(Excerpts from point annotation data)
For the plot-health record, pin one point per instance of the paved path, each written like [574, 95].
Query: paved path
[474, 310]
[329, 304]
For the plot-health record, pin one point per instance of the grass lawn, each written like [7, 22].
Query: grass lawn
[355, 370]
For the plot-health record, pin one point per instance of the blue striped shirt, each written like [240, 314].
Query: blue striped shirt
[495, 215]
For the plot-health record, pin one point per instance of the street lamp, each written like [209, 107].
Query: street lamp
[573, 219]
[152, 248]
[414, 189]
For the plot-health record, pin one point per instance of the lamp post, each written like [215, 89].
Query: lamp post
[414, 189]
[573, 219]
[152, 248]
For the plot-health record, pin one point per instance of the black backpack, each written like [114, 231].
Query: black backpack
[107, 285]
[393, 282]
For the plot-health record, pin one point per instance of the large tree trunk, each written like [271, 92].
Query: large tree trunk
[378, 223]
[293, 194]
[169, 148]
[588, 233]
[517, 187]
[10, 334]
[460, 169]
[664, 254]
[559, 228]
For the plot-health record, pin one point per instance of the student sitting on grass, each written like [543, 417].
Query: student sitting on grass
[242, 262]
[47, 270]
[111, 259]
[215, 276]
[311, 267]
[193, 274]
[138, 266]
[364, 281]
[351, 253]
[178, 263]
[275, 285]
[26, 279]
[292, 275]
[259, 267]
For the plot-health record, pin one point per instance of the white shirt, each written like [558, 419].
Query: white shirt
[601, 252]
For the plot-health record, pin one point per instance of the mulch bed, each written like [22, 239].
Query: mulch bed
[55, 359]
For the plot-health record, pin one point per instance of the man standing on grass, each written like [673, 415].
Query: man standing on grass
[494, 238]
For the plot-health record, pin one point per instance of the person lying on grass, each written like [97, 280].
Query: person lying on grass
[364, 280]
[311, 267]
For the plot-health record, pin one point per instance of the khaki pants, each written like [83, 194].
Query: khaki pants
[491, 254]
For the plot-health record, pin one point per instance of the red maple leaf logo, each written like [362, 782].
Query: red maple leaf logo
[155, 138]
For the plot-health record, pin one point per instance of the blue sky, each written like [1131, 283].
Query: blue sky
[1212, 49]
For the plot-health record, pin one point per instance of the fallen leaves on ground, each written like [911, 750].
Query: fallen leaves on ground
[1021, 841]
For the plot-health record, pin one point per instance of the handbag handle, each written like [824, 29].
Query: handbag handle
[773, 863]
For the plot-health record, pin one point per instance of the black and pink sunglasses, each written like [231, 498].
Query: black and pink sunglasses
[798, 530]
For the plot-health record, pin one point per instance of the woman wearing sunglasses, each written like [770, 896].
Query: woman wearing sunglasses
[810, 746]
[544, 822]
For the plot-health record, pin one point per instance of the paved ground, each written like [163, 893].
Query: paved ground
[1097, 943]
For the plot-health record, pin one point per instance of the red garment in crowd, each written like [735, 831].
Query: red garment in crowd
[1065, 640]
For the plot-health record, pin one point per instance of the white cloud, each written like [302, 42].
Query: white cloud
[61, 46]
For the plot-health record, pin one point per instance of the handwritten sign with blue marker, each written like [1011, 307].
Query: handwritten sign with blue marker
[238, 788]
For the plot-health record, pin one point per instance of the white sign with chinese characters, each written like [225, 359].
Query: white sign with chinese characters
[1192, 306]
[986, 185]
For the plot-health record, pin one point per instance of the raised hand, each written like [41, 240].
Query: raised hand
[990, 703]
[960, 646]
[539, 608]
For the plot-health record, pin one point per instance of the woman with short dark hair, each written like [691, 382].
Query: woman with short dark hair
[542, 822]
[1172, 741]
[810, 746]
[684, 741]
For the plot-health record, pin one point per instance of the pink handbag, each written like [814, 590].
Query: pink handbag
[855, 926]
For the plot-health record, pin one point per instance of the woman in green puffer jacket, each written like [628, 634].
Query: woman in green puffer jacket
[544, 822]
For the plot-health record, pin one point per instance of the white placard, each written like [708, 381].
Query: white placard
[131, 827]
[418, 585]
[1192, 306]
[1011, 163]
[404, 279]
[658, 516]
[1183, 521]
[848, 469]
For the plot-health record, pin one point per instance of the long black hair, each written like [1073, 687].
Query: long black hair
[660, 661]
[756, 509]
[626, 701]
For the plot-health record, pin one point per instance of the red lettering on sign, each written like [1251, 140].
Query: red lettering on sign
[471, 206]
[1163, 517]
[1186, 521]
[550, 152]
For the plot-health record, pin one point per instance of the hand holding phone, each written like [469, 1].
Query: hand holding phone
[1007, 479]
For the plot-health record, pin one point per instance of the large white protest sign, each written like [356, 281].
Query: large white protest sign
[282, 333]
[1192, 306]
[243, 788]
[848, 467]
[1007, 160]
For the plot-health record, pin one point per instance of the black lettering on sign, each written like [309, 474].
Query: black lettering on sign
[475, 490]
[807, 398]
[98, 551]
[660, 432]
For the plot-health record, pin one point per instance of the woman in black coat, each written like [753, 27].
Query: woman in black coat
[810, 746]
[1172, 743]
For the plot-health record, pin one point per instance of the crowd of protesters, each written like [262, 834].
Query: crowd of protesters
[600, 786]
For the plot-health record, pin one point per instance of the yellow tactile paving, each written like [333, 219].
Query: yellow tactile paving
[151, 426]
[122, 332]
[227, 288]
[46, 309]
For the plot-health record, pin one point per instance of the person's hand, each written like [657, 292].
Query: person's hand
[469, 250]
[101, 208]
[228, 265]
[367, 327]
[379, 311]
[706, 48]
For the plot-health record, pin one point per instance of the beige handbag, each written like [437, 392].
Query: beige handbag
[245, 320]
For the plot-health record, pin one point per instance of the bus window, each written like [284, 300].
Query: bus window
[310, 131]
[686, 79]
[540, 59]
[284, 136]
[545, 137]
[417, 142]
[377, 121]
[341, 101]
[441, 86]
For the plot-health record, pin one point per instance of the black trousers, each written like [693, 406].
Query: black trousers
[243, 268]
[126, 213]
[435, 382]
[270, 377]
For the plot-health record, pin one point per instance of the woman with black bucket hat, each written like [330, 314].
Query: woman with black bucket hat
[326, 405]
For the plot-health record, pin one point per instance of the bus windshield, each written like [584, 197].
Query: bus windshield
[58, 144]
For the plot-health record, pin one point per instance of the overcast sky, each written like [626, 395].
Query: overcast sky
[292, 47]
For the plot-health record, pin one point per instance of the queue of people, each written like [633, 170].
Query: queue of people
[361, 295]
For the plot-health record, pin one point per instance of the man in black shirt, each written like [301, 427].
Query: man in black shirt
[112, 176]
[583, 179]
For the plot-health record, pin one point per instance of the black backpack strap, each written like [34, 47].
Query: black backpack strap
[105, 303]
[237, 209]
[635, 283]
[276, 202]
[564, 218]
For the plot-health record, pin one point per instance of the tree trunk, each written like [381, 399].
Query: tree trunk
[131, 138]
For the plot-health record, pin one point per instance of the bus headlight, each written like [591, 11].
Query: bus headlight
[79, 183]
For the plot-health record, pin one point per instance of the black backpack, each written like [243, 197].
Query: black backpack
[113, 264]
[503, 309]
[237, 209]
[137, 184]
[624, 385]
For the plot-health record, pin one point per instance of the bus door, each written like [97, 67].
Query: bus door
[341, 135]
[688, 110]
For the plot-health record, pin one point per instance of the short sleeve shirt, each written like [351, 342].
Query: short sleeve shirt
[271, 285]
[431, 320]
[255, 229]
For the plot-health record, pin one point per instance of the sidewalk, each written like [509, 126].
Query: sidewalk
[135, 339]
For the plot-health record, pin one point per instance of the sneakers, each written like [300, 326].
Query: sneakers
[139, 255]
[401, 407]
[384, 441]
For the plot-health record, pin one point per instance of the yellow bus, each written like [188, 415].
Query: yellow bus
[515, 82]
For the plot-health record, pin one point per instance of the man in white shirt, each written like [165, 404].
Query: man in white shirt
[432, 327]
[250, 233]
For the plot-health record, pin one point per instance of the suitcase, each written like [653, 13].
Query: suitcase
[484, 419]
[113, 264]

#### What is expected
Reproduce exactly the lines from the one with "like [97, 67]." through the end of the entries above, both ends included.

#### Expected answer
For the plot-health record, pin one point per instance of the bus door, each written like [97, 67].
Query: bus door
[341, 135]
[688, 110]
For the plot-health record, pin one point per instance of the short sleeve shirt, each written like [351, 342].
Query: short sleeve shirt
[271, 285]
[431, 320]
[255, 229]
For the plot-health record, pin one point per instance of the sidewalk, each written like [509, 126].
Query: sidewalk
[135, 339]
For the plot-health record, pin one point per instance of the sneakers, each written like [300, 326].
Query: sneakers
[139, 255]
[401, 407]
[384, 441]
For the plot-health record, pin one point per instance of the yellow bus, each written like [188, 415].
Query: yellow bus
[515, 82]
For the plot-health record, pin one point per instance of the man in white shirt, each written like [165, 404].
Query: man in white shirt
[432, 327]
[250, 233]
For the plot-health record, pin one point per instance of the suitcase, each written like [653, 13].
Query: suitcase
[484, 419]
[113, 264]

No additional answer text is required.